Direction A: In the rows below, copy the stretch from the line containing "Q: Where on this screen is the orange beak?" through the line containing "xmin=405 ymin=93 xmax=671 ymax=470", with both of those lines included.

Text block:
★ ★ ★

POR is released when the supply is typically 2.6V for the
upward supply transition, with typically 50 mV of hysteresis
during the power-on transient. Bit 4 of the System Status and
Control Register (CPU_SCR) is set to record this event (the
register contents are set to 00010000 by the POR). After a
POR, the microprocessor is held off for approximately 20 ms
for the VCC supply to stabilize before executing the first
instruction at address 0x00 in the Flash. If the VCC voltage
drops below the POR downward supply trip point, POR is
reasserted. The VCC supply needs to ramp linearly from 0 to
4V in 0 to 200 ms.
Important The PORS status bit is set at POR and can only be
cleared by the user. It cannot be set by firmware.
Watchdog Timer Reset
The user has the option to enable the WDT. The WDT is
enabled by clearing the PORS bit. Once the PORS bit is
cleared, the WDT cannot be disabled. The only exception to
this is if a POR event takes place, which will disable the WDT.

★ ★ ★

Record set:
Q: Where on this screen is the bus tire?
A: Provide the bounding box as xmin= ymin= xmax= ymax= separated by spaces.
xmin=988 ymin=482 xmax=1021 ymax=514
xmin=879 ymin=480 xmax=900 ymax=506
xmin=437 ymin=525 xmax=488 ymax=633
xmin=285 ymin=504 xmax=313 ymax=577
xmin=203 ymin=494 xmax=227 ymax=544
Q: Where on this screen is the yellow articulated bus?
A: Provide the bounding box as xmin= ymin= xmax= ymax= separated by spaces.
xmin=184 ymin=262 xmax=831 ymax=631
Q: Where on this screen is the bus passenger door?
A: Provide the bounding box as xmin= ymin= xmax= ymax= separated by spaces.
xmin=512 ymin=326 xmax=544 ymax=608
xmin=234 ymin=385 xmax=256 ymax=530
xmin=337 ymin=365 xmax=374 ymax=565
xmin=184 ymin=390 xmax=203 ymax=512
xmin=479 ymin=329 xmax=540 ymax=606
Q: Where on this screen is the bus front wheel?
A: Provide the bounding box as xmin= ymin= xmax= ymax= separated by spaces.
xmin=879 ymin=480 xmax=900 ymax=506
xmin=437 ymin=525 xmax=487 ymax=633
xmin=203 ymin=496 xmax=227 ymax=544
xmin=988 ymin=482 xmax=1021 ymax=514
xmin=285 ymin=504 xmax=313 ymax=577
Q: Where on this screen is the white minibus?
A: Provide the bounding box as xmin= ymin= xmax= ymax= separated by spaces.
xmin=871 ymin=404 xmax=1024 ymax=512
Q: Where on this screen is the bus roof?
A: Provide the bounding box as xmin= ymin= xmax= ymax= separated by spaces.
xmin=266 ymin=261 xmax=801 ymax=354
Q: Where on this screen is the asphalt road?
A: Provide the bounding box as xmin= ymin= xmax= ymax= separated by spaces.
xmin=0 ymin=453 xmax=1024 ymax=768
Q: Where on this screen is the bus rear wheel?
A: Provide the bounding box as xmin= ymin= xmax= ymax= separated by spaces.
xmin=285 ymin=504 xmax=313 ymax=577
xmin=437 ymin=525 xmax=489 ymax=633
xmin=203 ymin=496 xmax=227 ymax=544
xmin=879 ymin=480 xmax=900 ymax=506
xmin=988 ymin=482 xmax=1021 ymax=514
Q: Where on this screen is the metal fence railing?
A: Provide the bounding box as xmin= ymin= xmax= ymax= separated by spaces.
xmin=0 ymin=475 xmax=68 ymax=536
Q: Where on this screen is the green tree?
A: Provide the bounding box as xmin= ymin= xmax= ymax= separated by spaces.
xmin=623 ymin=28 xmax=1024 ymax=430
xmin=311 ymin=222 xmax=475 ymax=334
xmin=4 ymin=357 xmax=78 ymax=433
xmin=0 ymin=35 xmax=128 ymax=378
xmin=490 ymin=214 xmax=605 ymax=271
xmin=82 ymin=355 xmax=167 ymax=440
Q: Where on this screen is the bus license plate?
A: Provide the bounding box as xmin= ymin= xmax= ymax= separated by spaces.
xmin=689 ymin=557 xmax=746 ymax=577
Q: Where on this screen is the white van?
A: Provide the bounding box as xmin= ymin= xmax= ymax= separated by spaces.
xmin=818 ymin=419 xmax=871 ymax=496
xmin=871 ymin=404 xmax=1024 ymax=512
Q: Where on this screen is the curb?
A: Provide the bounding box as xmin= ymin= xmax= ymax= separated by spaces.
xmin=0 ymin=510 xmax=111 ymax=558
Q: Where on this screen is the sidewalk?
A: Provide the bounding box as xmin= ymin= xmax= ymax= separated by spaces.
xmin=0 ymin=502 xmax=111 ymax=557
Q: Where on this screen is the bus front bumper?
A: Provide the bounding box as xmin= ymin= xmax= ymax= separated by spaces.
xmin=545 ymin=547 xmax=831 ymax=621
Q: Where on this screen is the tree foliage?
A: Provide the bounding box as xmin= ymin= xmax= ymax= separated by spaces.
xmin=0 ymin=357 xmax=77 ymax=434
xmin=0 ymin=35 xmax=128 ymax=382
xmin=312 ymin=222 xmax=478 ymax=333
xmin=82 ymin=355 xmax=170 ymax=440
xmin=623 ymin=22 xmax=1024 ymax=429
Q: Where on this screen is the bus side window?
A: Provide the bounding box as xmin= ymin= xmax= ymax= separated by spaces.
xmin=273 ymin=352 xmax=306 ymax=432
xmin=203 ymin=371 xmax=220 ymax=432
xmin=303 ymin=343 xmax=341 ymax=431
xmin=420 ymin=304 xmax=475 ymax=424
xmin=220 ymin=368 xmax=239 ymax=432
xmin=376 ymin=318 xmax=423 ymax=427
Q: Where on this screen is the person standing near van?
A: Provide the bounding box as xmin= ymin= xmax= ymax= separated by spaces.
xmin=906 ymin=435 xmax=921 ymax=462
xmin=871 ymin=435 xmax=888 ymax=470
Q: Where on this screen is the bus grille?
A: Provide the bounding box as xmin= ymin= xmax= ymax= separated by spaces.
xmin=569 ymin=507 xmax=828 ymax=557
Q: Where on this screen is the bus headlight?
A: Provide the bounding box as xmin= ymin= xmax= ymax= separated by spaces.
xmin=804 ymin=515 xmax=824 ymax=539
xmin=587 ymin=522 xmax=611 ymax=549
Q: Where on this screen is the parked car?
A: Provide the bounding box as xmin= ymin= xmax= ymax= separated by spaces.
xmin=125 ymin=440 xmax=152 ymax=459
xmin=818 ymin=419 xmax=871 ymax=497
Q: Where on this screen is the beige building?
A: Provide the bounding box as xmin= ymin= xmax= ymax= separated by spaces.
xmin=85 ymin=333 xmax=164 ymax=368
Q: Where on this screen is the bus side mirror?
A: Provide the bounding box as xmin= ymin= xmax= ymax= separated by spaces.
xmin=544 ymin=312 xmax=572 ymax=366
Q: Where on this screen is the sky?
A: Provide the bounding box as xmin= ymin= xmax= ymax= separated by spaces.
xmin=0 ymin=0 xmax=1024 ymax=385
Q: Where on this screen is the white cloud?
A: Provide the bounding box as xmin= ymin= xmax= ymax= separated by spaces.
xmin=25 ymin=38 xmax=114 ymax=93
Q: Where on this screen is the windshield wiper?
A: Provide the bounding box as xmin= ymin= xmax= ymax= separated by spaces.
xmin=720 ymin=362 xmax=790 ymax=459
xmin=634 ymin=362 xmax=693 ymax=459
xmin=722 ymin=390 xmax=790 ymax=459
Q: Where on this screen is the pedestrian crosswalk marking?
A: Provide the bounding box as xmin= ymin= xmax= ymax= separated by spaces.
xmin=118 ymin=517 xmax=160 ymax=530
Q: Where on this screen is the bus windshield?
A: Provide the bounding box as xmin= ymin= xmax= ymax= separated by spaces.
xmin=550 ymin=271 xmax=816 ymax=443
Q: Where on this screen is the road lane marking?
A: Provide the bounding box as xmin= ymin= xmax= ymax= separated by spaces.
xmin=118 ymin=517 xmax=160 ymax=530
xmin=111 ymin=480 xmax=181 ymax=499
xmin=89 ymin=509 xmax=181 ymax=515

★ ★ ★

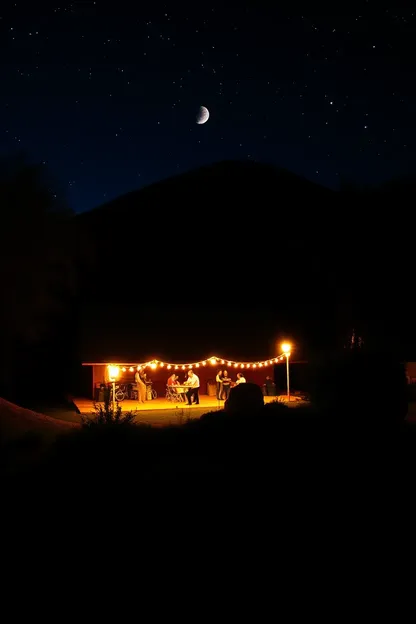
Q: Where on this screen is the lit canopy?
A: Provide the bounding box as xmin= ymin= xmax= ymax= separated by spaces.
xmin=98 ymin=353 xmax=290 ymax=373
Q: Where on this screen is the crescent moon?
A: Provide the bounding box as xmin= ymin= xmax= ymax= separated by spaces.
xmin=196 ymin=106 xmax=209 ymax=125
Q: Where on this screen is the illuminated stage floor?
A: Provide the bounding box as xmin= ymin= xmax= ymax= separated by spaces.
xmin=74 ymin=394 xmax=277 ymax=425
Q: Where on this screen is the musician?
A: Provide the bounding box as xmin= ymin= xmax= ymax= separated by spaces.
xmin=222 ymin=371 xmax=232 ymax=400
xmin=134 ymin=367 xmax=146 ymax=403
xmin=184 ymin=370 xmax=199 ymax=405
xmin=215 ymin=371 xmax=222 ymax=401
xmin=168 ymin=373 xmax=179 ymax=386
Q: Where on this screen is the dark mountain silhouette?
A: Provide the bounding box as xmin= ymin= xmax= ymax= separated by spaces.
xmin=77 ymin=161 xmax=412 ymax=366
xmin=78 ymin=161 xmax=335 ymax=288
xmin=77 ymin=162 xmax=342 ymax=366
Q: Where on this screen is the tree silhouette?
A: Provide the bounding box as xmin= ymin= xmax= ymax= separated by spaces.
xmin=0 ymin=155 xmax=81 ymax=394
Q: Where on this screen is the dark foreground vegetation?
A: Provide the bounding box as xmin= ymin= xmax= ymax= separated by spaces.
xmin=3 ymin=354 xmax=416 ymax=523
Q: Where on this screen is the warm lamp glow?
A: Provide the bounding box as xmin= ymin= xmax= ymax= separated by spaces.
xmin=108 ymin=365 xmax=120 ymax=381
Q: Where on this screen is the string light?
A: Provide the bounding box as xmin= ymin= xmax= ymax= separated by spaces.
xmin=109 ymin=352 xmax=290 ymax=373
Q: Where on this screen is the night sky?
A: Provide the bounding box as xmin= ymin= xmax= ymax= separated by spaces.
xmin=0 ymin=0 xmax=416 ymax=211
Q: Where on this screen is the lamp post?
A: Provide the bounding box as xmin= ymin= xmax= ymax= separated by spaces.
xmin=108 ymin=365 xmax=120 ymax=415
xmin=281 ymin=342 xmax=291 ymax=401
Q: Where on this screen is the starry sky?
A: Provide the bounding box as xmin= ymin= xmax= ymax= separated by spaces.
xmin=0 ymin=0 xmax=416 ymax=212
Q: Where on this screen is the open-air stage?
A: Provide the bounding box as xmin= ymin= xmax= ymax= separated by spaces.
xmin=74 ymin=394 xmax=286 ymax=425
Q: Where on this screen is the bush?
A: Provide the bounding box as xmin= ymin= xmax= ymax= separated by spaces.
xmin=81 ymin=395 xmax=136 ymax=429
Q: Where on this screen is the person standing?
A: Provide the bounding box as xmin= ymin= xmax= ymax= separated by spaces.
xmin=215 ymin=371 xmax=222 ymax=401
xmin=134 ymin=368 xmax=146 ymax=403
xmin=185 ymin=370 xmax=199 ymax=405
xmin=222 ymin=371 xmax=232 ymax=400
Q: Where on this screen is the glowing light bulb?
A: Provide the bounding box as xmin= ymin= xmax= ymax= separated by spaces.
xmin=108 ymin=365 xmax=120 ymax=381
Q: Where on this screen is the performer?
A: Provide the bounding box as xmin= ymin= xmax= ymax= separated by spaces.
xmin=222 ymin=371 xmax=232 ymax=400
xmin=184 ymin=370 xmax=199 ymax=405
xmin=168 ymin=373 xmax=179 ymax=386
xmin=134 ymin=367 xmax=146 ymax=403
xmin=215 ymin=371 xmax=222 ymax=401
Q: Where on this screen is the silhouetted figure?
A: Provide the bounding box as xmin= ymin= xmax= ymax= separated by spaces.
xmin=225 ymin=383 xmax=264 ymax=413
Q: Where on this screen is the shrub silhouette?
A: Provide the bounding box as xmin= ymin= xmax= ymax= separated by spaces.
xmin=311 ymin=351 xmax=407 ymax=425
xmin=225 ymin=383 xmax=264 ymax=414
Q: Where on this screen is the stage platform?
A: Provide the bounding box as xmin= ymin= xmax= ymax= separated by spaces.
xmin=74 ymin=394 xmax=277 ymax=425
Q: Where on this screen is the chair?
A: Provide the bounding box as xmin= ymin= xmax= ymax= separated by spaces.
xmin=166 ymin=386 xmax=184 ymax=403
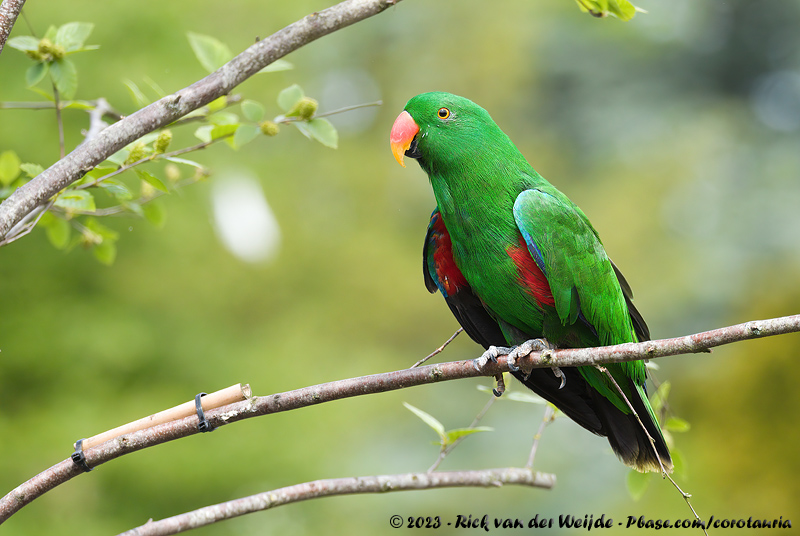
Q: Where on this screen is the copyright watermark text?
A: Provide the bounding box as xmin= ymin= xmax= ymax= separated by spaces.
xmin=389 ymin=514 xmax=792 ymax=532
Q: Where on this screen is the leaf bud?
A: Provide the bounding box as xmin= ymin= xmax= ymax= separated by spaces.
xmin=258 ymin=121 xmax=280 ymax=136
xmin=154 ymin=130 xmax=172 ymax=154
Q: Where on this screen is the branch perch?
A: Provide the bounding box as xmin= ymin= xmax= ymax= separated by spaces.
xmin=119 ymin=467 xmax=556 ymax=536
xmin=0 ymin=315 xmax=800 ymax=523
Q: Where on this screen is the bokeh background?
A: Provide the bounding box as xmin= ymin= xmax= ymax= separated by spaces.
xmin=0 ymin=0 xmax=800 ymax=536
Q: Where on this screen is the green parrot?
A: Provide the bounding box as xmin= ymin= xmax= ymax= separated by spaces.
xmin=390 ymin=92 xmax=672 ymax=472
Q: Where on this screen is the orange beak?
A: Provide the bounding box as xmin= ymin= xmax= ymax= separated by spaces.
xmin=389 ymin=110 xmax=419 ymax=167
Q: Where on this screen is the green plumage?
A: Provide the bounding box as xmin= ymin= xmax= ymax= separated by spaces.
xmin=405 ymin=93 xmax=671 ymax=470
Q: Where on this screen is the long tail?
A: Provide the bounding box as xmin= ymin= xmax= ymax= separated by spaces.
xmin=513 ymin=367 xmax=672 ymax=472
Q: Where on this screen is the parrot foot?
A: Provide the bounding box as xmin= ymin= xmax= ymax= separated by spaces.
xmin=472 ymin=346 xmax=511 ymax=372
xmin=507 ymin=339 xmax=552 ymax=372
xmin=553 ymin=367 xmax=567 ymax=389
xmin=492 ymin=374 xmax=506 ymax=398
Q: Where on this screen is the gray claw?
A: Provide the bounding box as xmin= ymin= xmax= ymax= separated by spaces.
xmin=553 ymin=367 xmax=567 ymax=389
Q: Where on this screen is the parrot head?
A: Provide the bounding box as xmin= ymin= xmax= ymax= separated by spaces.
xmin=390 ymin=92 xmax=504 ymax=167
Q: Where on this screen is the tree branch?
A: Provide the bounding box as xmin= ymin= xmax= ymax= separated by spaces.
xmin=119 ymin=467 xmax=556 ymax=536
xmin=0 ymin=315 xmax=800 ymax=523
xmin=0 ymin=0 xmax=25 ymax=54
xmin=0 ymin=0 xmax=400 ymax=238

★ ★ ★

Direction B: According to the power-on reset text, what value does a POR set the CPU_SCR register to?

Worked solution A:
Q: Where on this screen is the orange beak?
A: Provide the bounding box as xmin= ymin= xmax= ymax= separated by spaces.
xmin=389 ymin=110 xmax=419 ymax=167
Q: Where on this screen is the green plumage?
A: Provide the bounding box as xmin= ymin= xmax= ymax= separated by spaces.
xmin=405 ymin=93 xmax=671 ymax=470

Worked solution B: 00010000